### Spatial localization data
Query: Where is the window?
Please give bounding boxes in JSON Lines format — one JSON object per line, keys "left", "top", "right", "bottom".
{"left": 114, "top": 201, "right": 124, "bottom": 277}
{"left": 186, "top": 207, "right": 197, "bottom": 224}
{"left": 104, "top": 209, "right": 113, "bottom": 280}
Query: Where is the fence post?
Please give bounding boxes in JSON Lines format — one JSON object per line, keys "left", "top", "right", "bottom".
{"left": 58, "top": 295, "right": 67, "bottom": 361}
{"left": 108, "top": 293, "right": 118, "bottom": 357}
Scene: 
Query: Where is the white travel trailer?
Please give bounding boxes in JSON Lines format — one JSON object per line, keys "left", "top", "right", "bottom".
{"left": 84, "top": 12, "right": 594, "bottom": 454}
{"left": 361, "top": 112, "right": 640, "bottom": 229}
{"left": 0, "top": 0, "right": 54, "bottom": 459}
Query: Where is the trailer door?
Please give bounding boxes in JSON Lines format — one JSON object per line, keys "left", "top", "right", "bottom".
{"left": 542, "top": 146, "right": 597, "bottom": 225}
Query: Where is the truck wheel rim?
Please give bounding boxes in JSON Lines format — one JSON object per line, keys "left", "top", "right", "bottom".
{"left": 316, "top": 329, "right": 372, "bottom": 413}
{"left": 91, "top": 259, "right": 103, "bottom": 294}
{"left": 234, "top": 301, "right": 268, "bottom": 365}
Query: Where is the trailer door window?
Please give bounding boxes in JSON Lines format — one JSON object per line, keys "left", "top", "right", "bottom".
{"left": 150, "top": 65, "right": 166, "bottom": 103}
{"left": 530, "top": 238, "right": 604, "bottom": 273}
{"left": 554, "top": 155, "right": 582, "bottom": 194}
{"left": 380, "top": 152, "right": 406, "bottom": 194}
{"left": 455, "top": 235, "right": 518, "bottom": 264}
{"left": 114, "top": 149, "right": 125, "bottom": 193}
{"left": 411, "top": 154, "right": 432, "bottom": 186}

### Exercise objective
Beginning at the opening line of the data, transcribe each line exactly until you reach the line with "Query: Where is the white travel trailer?", which you also include, and go no further.

### Solution to this problem
Query: Where is the window?
Please give bounding boxes in JSON Lines format — one JSON object per line, keys "left", "top", "right", "bottom".
{"left": 114, "top": 201, "right": 124, "bottom": 277}
{"left": 186, "top": 207, "right": 197, "bottom": 224}
{"left": 104, "top": 209, "right": 113, "bottom": 280}
Query: Where is the fence post?
Please give bounding boxes in JSON Lines format — one JSON object per line, keys "left", "top", "right", "bottom".
{"left": 58, "top": 295, "right": 67, "bottom": 361}
{"left": 108, "top": 293, "right": 118, "bottom": 357}
Scene: 
Query: Where is the white travel trailer?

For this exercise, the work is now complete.